+++ Page extract
In some installations, it has been desired to add color to the impervious concrete to impart it with a particular color, such as gray, white, etc. There are two basic methods used to colorize impervious concrete. One method is to add a colorant to the flowable concrete at the mixing plant by placing a colorant in the concrete as it is being mixed. This method is conceptually similar to the manner in which one might color a cake by mixing food coloring into the unbaked flowable batter during mixing. This concrete is then dyed a color so that when the concrete is applied to the ground to form the slab (e.g. parking lot, patio, etc.), the concrete will hopefully cure to the color to which it is dyed.

Another way to colorize impervious concrete is by acid staining the concrete. Acid staining usually is performed after the concrete has hardened (cured), and typically cannot be done for 21 days or so after the concrete is applied. The 21 day period is necessary because that is the period normally required to fully cure the concrete. The acid staining technique is performed by spraying a pigment-containing acid on the concrete. When the acid is sprayed on the concrete, the acid actually breaks down the mortar paste of the concrete enough to let the color penetrate into the concrete. When the pigment containing acid has penetrated into the surface of the concrete (usually after one day), any “scale” created in the acid-mortar concrete is removed by “brooming off” the scale.

The acid-treated concrete must then be neutralized. Once the acid pigment has been neutralized, the concrete should then be resealed if the desired color has been obtained. A good neutralizer is baking soda. If the desired color has not been obtained, the process can then be repeated to better achieve the desired color.

Typically, the sealers employed are conventional petroleum-based, water-based, or acrylic sealers. One sealer that can be used is THE BEAN® brand sealer that is distributed by C2 Products. THE BEAN®-brand sealer is a soybean oil-based sealer.

Another method for staining concrete is to apply a topical coating to concrete that is similar to paint. In this process, one applies a pigment to a film forming material such as any concrete sealer to form what is essentially a paint, that forms a topical coating over the concrete. For example, Behr® produces a variety of concrete stains and sealers. See, www.behr.com. One such stain is described as having a “siliconized 100% Styrene Acrylic formula” that creates a “durable, weather resistant, semi-transparent concrete stain designed to help protect and enhance both exterior and interior horizontal concrete surfaces”. See www.behr.com.
++++++
+++ Source material
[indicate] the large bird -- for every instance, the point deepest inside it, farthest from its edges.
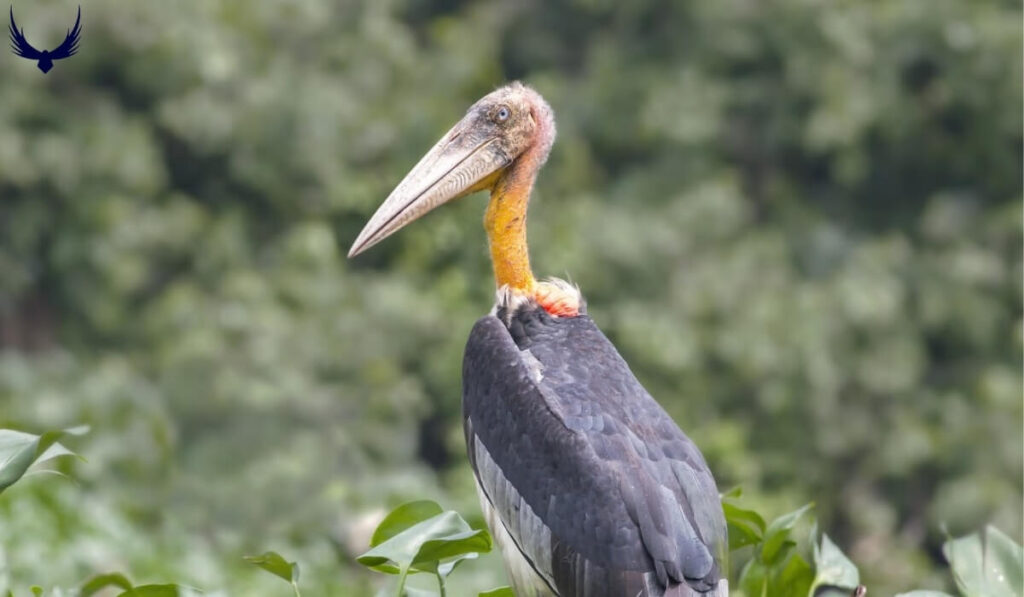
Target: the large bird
(588, 485)
(22, 47)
++++++
Which substance does the passage on coloring concrete name as a good neutralizer for acid-treated concrete?

### Result of this task
Baking soda.